(Excerpts from a pointing dataset)

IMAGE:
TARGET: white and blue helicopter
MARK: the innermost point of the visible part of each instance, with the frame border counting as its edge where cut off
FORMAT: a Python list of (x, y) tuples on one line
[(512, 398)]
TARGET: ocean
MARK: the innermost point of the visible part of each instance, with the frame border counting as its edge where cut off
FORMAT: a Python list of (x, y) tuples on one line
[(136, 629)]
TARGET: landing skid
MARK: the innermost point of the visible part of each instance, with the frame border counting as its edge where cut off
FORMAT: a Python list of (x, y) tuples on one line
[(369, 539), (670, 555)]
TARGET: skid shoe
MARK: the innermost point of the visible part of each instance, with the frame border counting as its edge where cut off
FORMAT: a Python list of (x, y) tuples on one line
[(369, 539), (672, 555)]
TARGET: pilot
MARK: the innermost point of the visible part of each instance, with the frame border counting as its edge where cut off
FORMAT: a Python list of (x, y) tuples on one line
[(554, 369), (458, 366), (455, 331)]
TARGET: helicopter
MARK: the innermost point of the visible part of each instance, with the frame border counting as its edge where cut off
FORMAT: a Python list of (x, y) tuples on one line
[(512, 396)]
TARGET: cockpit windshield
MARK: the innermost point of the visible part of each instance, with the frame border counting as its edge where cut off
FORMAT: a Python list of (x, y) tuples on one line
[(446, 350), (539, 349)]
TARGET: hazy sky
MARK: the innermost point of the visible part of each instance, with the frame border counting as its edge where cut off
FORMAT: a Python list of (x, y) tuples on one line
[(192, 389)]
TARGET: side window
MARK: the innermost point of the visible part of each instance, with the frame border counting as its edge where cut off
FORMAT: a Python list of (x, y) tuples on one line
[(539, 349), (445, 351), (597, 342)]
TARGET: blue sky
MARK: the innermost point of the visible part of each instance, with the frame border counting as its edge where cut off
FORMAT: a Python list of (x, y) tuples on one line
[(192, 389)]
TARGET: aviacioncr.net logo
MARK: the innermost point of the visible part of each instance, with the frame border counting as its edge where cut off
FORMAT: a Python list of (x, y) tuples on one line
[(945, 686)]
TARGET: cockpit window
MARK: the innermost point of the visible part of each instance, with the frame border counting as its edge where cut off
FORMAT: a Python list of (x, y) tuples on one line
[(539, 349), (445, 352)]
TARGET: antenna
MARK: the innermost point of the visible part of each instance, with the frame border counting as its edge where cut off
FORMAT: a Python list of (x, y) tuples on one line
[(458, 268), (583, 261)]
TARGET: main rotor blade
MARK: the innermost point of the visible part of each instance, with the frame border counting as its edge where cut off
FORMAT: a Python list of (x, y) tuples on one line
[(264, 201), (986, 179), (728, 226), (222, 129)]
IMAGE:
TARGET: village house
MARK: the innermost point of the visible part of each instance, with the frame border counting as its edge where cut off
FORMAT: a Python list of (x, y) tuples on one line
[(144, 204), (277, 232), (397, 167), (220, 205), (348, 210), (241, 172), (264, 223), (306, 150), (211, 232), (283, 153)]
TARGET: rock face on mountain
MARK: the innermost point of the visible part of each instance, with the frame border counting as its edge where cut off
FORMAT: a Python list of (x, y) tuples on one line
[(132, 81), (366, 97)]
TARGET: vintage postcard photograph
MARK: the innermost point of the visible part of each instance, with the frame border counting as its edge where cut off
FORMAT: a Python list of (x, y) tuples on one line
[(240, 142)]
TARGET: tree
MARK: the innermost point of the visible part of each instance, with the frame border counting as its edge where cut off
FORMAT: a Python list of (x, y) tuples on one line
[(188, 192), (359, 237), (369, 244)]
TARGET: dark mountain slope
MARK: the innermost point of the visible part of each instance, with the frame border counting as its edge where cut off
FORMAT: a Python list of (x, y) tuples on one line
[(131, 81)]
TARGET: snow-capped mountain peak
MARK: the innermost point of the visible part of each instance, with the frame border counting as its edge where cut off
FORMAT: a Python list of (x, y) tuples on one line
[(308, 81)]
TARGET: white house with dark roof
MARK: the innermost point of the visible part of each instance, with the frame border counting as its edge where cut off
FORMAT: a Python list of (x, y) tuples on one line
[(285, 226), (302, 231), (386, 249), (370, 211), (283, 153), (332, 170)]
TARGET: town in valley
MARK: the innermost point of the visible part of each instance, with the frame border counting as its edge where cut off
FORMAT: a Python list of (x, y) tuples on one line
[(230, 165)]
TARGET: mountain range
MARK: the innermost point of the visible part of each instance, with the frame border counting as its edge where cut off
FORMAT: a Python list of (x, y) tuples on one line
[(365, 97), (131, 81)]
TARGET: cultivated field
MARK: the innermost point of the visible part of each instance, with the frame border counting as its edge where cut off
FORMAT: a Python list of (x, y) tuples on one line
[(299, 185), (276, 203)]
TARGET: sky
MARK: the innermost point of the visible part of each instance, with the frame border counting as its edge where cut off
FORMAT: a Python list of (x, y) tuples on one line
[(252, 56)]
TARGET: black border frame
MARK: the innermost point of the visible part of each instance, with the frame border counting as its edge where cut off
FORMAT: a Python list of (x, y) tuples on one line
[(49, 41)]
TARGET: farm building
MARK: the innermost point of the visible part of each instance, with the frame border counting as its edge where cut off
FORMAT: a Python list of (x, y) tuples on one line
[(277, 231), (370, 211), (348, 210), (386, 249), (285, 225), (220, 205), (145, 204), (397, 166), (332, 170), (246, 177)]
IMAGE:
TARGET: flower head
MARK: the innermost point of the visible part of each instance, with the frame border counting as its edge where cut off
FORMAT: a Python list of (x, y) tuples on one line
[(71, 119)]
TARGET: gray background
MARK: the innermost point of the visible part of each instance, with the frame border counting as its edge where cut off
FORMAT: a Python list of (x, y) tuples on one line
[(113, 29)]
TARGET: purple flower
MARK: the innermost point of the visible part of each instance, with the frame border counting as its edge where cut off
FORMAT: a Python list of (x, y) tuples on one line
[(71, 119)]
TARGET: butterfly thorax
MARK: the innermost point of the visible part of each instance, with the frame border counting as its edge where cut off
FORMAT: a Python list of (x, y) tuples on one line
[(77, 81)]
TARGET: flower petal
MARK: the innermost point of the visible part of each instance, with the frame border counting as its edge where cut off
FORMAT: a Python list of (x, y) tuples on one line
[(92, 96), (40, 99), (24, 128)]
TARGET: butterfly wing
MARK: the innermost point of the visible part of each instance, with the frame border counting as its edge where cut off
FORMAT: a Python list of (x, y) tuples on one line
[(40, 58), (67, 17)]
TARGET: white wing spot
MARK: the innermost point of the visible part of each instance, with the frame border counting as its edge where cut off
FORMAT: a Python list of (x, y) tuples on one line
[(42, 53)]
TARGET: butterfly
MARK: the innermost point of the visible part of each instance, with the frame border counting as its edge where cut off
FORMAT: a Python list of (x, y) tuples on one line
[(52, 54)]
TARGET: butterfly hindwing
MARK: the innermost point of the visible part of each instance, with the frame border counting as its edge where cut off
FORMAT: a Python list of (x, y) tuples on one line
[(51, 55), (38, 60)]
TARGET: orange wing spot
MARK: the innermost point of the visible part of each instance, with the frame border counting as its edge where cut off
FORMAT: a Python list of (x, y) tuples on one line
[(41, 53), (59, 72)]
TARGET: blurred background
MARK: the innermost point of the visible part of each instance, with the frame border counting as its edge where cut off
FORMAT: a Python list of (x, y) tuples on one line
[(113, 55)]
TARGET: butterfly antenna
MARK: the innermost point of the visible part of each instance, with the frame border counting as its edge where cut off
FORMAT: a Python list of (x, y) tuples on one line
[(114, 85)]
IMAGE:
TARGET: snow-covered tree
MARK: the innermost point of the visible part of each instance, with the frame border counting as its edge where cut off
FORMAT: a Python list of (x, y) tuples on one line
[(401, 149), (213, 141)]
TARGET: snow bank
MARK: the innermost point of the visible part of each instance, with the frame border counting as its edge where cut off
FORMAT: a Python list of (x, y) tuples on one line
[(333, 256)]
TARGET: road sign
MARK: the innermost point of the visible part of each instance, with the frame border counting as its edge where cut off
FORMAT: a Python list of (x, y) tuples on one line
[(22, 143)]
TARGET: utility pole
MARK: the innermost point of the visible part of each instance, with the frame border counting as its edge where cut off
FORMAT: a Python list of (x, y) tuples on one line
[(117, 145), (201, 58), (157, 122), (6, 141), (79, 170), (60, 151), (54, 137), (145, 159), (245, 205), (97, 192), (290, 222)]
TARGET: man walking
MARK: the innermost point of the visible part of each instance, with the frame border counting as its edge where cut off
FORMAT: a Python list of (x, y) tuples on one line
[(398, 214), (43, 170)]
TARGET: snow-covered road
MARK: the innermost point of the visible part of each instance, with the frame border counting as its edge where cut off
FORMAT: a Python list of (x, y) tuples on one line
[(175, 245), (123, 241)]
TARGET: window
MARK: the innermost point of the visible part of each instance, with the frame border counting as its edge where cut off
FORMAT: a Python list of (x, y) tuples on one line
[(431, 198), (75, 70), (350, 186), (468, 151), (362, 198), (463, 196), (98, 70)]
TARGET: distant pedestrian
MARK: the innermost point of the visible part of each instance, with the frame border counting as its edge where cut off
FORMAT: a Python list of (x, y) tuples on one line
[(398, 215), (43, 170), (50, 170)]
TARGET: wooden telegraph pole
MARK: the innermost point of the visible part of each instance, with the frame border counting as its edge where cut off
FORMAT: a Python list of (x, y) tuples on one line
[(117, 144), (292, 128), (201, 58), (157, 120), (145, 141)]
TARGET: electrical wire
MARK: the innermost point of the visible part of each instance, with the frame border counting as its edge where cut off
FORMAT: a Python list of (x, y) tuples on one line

Do this. Render the lines of the items as a numbered list, starting at the line containing "TARGET: aviacioncr.net logo" and ending at the line containing "[(264, 201), (986, 179), (728, 226), (222, 129)]", with both of those lines included and any blank lines omitted.

The response.
1. TARGET: aviacioncr.net logo
2. MARK: the innermost point of the visible part of each instance, with the frame border counting as its edge where cut off
3. FORMAT: a Python list of (x, y) tuples on one line
4. [(945, 686)]
5. TARGET: cockpit window
6. MARK: the innermost point of the visible part of each instance, with the frame border counting as its edge where cut off
7. FORMAT: a Python list of (x, y) tuples on one line
8. [(539, 349), (445, 352)]
9. TARGET: antenna
10. MARK: the innermost point of the visible part of each instance, with the frame border counting as its edge where cut off
11. FORMAT: a Python list of (x, y) tuples on one line
12. [(458, 268), (583, 261)]
13. TARGET: main rotor blade
14. MARK: the innermost point of the visible part of each instance, with the frame border counting as its edge where cut off
15. FORMAT: a Python list of (x, y) tuples on one line
16. [(264, 201), (986, 179), (728, 226), (222, 129)]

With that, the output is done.